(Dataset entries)
* * * * *
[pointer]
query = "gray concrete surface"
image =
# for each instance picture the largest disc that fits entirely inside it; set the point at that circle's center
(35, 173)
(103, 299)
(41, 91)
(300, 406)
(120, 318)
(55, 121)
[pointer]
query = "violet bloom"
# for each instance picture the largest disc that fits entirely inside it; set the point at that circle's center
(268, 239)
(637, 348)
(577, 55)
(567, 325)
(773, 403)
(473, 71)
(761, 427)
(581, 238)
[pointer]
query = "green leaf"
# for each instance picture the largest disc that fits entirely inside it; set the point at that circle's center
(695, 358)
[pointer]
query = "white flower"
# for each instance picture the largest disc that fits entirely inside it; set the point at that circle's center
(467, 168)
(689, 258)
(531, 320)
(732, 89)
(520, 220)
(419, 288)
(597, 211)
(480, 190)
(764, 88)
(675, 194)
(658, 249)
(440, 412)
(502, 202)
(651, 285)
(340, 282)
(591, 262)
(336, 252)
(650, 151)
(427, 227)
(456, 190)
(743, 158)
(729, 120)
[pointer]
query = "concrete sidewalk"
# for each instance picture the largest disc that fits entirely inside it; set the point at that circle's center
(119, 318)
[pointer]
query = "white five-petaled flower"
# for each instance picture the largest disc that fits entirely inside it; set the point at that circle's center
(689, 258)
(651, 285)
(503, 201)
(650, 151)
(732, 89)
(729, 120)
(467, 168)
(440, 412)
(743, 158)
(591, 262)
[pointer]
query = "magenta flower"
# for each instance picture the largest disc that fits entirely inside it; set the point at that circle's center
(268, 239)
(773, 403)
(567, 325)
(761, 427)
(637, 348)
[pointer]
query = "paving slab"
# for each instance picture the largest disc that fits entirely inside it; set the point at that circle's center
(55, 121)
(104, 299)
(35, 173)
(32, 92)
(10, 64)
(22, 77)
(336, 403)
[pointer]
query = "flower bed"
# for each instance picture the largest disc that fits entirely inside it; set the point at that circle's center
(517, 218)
* * * * *
[Task objective]
If a line in the data contains the string "concrete", copy it.

[Answer to the exercise]
query = "gray concrete surface"
query = "concrete sidewalk"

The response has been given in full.